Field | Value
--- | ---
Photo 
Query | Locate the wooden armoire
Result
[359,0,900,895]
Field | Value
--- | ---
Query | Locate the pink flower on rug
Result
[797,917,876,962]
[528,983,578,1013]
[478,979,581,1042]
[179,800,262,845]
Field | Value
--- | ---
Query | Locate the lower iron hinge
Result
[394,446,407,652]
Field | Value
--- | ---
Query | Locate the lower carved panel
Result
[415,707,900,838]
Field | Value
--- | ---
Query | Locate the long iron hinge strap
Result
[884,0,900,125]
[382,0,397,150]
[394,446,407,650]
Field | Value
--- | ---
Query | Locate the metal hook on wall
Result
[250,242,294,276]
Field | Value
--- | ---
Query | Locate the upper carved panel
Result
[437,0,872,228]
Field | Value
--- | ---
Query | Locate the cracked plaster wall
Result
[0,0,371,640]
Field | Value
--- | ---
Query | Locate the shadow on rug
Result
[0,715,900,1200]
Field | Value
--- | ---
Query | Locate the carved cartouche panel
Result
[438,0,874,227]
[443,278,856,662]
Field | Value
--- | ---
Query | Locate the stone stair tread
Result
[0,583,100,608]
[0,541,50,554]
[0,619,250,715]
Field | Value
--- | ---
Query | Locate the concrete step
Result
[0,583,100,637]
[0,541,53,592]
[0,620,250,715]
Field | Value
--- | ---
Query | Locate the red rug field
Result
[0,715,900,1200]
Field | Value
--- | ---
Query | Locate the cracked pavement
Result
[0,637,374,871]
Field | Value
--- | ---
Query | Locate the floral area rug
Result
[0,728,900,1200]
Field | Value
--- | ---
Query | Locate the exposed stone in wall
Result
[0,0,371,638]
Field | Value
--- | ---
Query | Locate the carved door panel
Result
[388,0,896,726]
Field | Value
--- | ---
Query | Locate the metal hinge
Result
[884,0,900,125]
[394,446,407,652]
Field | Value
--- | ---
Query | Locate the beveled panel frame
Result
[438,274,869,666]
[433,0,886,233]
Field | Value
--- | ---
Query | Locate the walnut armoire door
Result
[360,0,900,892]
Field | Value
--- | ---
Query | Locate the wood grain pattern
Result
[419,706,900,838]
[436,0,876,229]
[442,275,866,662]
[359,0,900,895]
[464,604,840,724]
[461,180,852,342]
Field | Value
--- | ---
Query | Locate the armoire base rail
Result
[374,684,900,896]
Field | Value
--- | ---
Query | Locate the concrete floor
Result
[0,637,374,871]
--- --- ---
What to produce:
Substitute "carpet" for every occurrence of "rug" in everything from the start of the data down to the line containing "[360,0,900,892]", inclusive, and reproduce those lines with no other change.

Response to the exercise:
Field | Value
--- | ---
Photo 
Query | Locate the wooden armoire
Result
[359,0,900,895]
Field | Value
--- | ---
Query | Locate the pink flower on carpet
Result
[797,917,876,962]
[528,983,578,1013]
[478,979,581,1042]
[179,800,262,845]
Field | Value
--- | ---
Query | Locate the lower iron hinge
Result
[394,446,407,652]
Field | Value
--- | ---
Query | Locate the lower carved panel
Result
[415,707,900,838]
Field | Value
--- | ---
Query | Locate the long iron hinge strap
Result
[884,0,900,125]
[382,0,397,150]
[394,446,407,650]
Field | Value
--- | ---
Query | Locate the metal hook on wall
Result
[250,242,294,276]
Field | Value
--- | ---
Query | Locate the upper carved panel
Result
[437,0,872,228]
Field | Value
--- | ---
Query | Locate the cracked plaster wall
Result
[0,0,371,640]
Field | Value
--- | ---
Query | Locate the shadow on carpet
Result
[0,715,900,1200]
Field | Value
--- | ---
Query | Locate the carved cartouche panel
Result
[438,0,874,227]
[443,278,856,662]
Field | Value
--- | ---
Query | Locate the stone stair tread
Result
[0,583,100,608]
[0,541,50,554]
[0,619,250,715]
Field | Value
--- | ---
Query | Locate the concrete step
Result
[0,583,100,637]
[0,541,53,592]
[0,620,250,715]
Field | Value
--- | ---
Query | Locate the red carpet field
Result
[0,715,900,1200]
Field | Value
--- | ---
Query | Locate the cracked pavement
Result
[0,637,374,871]
Field | Value
--- | ---
Query | Locate the floral area carpet
Result
[0,728,900,1200]
Field | Value
--- | ---
Query | Locate the exposed stone in wall
Result
[0,0,371,638]
Field | Value
--- | ---
Query | Locate the carved door panel
Result
[388,0,896,726]
Field | Value
--- | ---
Query | Locate the metal hinge
Result
[884,0,900,125]
[394,446,407,652]
Field | Value
--- | ---
Query | Locate the beveled panel frame
Result
[438,274,869,666]
[433,0,886,233]
Field | Value
--- | ---
Query | Locate the walnut armoire door
Result
[360,0,900,892]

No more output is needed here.